:: FRAGMENTO DEL DOCUMENTO ::
- - -

Permíteme, por favor, que te escriba públicamente. No con
ánimo de crítica, ni tampoco polémico, sino con ánimo de intentar traer algo de
paz a tu atribulado corazón. Y si esto lo hago público es no sólo porque
te veo muy preocupado por el tema de la canonización de Juan Pablo II, sino
porque creo que hay muchas personas a las que este tema les resta paz y les
consume (¡… y no sin buenas razones!). Dicho esto, agradezco que
tomes
la pluma de nuevo. Se te echaba de menos por las tierras virtuales de la
blogosfera, y siempre he apreciado y valorado mucho tus escritos, incluso desde
la discrepancia a veces. Este es un tema que tú has abordado en varias entradas
de tu blog.
Una reciente conversación con un sólido Sacerdote, portador
de un alma sacerdotal ejemplar, me ayudó a comprender ciertos extremos que me
resisto a no compartir contigo y con algunos fieles lectores.
Creo que coincidimos en la opinión que nos merece Juan Pablo
II. No podemos tener simpatía alguna por el ecumenismo salvaje, por momentos
abiertamente sacrílego, que este Pontífice exhibió y propagó. Coincidimos que
no es compatible el ecumenismo con la Doctrina de Cristo, la que se enseñó
siempre. Profundizó él en este socavamiento tremendo de la Iglesia, expresado
mejor que nada quizás en la adulteración de la Misa, muchos de los cambios por
él introducidos en el Derecho Canónico, las traducciones que Juan Pablo II
impulsó de la Biblia o el mismo [Nuevo] Catecismo, tan criticable en tantos
aspectos, por sólo citar algunas tropelías.

- - -

:: REGISTROS APORTADOS ::
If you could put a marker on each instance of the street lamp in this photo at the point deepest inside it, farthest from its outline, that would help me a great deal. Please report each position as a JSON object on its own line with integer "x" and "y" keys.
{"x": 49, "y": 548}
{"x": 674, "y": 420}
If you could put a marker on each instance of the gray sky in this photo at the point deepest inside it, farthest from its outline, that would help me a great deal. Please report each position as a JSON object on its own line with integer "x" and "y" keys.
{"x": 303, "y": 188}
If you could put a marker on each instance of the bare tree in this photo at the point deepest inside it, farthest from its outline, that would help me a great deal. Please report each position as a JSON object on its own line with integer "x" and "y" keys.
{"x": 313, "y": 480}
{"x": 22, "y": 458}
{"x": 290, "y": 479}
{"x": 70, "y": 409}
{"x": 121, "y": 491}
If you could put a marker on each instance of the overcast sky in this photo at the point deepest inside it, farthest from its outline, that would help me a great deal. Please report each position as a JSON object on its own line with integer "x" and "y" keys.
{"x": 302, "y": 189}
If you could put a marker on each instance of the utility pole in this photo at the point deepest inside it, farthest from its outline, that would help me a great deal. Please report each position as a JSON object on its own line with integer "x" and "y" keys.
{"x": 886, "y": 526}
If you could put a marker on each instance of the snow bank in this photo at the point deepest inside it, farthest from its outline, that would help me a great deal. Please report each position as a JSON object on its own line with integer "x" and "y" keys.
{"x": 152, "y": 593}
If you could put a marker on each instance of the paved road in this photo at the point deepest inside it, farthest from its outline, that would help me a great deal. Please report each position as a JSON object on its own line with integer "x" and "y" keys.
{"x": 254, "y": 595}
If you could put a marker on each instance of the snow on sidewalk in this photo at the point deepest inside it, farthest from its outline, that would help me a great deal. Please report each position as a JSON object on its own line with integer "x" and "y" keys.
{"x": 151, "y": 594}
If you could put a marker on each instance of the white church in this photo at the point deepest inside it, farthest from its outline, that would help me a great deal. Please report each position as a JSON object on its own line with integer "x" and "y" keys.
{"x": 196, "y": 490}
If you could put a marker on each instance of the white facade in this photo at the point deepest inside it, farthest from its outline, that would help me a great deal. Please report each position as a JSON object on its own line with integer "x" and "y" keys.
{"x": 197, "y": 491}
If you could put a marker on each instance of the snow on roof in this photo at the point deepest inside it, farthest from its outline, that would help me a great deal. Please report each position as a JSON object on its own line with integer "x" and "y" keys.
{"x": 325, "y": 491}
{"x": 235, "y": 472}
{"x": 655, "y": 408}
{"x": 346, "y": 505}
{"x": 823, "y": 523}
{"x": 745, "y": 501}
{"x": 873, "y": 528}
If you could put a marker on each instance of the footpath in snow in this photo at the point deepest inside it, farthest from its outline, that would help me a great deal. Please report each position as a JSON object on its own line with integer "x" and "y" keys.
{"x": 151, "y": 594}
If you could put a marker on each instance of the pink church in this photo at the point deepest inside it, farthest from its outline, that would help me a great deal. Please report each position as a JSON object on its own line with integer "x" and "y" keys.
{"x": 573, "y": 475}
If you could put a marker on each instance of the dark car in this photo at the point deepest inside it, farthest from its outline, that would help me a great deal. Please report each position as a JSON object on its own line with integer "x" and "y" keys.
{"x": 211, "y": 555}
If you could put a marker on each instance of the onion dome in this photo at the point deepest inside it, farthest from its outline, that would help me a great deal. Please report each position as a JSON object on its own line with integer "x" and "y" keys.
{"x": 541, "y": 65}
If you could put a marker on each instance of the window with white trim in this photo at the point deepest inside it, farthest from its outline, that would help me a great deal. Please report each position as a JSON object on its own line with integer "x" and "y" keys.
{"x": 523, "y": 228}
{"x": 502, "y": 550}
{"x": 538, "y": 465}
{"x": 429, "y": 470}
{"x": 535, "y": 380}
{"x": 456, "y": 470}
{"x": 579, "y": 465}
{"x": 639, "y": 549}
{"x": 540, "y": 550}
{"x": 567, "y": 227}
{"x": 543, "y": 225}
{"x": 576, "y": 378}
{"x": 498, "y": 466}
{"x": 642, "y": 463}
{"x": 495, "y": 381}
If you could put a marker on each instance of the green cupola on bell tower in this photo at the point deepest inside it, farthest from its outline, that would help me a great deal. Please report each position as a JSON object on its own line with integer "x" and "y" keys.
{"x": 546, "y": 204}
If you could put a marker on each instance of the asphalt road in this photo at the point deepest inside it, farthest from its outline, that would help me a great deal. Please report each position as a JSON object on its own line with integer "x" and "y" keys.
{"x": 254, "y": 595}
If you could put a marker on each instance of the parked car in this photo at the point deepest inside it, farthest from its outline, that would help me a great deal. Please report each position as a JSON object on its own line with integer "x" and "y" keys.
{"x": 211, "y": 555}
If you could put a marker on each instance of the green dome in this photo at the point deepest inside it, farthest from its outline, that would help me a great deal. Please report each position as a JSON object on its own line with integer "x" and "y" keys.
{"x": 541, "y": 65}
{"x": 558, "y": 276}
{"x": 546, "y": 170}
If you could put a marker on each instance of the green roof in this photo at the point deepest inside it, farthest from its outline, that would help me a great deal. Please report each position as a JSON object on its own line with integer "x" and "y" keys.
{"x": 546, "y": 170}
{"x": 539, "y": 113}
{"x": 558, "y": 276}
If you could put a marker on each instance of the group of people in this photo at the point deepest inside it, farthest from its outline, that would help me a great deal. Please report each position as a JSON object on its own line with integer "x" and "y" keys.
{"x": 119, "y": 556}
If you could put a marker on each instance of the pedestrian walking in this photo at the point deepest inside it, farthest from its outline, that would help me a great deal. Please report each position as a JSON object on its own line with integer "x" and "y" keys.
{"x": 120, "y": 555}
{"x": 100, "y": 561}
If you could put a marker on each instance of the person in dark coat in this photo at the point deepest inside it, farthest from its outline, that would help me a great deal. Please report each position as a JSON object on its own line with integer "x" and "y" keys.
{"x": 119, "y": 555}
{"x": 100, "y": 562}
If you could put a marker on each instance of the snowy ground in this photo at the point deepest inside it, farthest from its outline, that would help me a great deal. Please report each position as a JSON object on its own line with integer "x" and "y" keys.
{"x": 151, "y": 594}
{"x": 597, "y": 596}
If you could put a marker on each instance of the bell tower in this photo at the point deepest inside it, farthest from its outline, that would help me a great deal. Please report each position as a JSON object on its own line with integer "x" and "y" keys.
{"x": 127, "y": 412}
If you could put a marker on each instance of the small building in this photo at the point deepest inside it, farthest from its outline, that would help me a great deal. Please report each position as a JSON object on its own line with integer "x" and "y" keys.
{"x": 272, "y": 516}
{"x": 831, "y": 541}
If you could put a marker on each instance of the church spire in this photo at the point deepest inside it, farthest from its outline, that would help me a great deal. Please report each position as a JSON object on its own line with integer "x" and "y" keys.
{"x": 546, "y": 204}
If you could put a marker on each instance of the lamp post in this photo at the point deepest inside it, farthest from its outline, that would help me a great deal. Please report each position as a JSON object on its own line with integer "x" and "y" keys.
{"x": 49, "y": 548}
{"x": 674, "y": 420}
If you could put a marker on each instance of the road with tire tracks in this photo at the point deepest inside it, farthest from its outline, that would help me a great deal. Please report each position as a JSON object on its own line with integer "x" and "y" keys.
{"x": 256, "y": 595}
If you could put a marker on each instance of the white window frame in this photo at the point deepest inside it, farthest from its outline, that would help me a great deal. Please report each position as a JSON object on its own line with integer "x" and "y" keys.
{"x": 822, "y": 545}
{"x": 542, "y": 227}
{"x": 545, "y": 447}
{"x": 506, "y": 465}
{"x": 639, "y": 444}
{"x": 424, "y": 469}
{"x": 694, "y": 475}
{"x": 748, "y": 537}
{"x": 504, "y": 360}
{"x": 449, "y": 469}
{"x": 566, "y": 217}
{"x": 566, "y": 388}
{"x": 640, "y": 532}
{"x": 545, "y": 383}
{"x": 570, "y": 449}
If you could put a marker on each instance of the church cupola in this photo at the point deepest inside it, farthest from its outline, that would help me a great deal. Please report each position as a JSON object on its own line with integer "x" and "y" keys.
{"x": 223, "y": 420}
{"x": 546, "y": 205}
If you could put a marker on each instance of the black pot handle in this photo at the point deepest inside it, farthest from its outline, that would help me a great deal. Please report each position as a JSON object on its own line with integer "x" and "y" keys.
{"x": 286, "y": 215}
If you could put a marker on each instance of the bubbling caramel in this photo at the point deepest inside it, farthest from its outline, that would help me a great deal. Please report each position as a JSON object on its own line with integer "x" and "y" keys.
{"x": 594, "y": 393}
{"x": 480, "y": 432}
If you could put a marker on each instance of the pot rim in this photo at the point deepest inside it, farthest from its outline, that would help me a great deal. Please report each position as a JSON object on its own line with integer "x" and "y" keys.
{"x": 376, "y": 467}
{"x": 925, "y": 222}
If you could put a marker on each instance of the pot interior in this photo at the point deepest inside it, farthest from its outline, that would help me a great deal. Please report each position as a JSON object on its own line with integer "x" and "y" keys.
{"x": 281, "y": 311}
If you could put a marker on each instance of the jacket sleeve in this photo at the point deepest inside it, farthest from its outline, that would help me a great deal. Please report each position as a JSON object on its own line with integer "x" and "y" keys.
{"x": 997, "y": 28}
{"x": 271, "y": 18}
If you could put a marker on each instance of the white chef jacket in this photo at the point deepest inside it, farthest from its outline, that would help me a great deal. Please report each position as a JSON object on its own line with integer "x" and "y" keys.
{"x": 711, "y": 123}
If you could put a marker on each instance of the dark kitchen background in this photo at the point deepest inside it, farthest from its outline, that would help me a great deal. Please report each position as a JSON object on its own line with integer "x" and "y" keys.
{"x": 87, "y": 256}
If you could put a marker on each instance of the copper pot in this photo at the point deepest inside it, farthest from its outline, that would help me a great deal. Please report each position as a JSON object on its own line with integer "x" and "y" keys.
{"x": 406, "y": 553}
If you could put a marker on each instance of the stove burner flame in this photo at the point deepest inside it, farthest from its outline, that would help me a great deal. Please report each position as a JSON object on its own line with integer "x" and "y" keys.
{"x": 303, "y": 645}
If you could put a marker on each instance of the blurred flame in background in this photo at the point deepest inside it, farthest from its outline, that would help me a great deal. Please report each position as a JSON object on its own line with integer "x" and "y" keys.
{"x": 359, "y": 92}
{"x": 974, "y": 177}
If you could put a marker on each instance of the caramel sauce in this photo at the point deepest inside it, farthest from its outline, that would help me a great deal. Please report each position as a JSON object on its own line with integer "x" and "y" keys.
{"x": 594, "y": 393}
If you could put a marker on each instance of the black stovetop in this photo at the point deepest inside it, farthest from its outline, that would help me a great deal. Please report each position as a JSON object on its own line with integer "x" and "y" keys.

- - -

:: SOLICITUD 1 ::
Actualiza la carta sobre la canonización de Juan Pablo II entre "Una reciente conversación" y "algunos fieles lectores.", ambos incluidos, poniendo "charla" en lugar de "conversación".
:: SOLICITUD 2 ::
Según la carta sobre la canonización de Juan Pablo II, ¿qué ayudó a quien escribe a comprender ciertos extremos?
:: SOLICITUD 3 ::
Indica si cada afirmación coincide con la carta sobre la canonización de Juan Pablo II y cita las palabras que lo deciden: (a) quien escribe lo hace con ánimo polémico; (b) quien escribe ha apreciado los escritos del destinatario; (c) la carta considera compatible el ecumenismo con la Doctrina de Cristo.
Los registros no hacen falta para resolver estas tareas.

:: RESPUESTA ESCRITA 1 ::
Una reciente charla con un sólido Sacerdote, portador
de un alma sacerdotal ejemplar, me ayudó a comprender ciertos extremos que me
resisto a no compartir contigo y con algunos fieles lectores.

:: RESPUESTA ESCRITA 2 ::
Una reciente conversación con un sólido Sacerdote, portador de un alma sacerdotal ejemplar.

:: RESPUESTA ESCRITA 3 ::
(a) No: "No con ánimo de crítica, ni tampoco polémico".
(b) Sí: "siempre he apreciado y valorado mucho tus escritos".
(c) No: "no es compatible el ecumenismo con la Doctrina de Cristo".